Thursday, September 30, 2010

Thank You, Science Fiction, For Spoiling My Childhood

As seen on Leigh Reyes--My Life As A Verb, Thank You, Science Fiction, For Spoiling My Childhood. An excerpt:

I can’t read regular fiction. I’ve tried. I don’t care if it’s won a Booker. I turn the page and there’s this guy meeting his literary agent in a bar, and I wait for the Deleutherian delegation in their lightgrav suits, but they never appear.

Thank you, science fiction, for spoiling my childhood.

Thank you for making me want to die on the moon when I was 8 years old. The first science fiction story I read was Requiem. It was in a book without a cover, a book a grandaunt’s friend had brought home from the Clark Air Base library. In Requiem, a man dies on the moon, alone. I didn’t understand why, but I thought it was grand. “Home is the sailor, home from sea / and the hunter home from the hill.”

### GIVEN INFORMATION

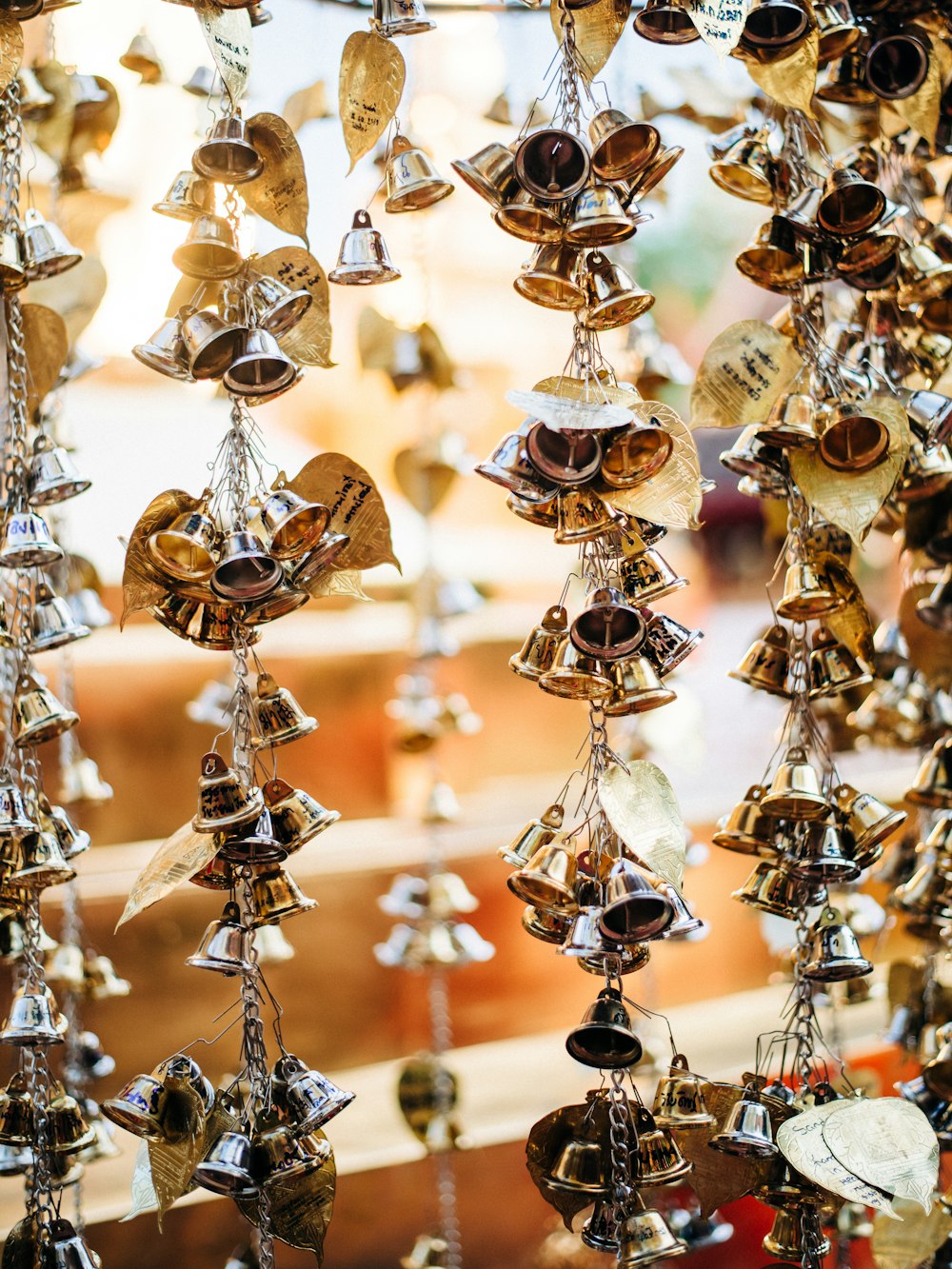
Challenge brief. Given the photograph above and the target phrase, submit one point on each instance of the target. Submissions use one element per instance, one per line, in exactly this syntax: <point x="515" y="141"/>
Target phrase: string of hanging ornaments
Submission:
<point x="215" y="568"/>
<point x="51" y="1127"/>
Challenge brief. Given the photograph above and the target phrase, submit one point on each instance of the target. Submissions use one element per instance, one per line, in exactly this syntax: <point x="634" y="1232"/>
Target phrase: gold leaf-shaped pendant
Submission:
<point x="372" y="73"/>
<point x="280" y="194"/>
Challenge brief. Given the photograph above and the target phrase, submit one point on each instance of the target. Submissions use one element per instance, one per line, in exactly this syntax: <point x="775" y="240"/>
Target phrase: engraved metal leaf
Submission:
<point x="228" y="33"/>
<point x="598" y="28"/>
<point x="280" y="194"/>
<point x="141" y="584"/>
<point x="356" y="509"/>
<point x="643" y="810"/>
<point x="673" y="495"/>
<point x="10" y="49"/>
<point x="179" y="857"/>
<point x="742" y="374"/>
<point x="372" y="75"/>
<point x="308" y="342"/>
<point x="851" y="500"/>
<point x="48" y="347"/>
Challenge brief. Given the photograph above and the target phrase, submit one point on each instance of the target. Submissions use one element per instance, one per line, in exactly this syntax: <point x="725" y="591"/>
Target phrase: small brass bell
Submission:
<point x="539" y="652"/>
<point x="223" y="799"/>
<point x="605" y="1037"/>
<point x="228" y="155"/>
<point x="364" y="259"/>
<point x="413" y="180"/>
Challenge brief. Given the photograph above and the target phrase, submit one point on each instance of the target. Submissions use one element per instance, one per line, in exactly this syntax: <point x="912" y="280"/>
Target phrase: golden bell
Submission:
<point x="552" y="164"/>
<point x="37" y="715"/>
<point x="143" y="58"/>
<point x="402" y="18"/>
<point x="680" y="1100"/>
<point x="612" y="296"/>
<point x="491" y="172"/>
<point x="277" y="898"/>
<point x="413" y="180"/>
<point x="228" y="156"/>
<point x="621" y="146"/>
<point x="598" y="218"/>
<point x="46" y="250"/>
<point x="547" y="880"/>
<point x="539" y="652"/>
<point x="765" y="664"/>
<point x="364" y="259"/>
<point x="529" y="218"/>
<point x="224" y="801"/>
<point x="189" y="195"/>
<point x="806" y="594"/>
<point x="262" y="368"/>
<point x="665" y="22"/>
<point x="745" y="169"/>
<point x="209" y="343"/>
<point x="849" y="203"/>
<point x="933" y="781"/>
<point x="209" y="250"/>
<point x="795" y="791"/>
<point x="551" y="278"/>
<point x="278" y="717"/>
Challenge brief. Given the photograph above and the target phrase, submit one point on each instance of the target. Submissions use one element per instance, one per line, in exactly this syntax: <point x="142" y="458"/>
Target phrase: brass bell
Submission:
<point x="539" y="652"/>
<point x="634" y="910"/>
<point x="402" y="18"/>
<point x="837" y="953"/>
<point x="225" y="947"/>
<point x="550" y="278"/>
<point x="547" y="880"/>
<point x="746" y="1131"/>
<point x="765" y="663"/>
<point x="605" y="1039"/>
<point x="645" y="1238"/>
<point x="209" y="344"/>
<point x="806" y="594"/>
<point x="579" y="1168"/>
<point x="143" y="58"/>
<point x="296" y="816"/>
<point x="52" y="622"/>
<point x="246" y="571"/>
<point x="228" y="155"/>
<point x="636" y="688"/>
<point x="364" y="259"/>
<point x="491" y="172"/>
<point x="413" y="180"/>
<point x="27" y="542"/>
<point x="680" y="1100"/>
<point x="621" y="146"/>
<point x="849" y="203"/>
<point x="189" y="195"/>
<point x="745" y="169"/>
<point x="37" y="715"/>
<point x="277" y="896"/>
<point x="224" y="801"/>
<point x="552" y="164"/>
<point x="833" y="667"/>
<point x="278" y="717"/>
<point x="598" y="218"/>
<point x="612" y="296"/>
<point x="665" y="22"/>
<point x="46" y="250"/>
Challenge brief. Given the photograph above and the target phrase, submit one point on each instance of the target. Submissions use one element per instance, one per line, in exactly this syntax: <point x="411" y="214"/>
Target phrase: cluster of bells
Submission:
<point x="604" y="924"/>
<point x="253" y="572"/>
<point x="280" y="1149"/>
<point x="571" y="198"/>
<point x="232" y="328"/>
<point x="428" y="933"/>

### TASKS TO PERFORM
a - Copy the science fiction post from "Thursday, September 30, 2010" up to and including "they never appear.".
b - Translate this sentence from the science fiction post into Spanish: "In Requiem, a man dies on the moon, alone."
c - According to the science fiction post, which library had the coverless book containing Requiem come from?

### TASK RESULTS
a -
Thursday, September 30, 2010

Thank You, Science Fiction, For Spoiling My Childhood

As seen on Leigh Reyes--My Life As A Verb, Thank You, Science Fiction, For Spoiling My Childhood. An excerpt:

I can’t read regular fiction. I’ve tried. I don’t care if it’s won a Booker. I turn the page and there’s this guy meeting his literary agent in a bar, and I wait for the Deleutherian delegation in their lightgrav suits, but they never appear.

b - En Requiem, un hombre muere en la luna, solo.

c - The Clark Air Base library.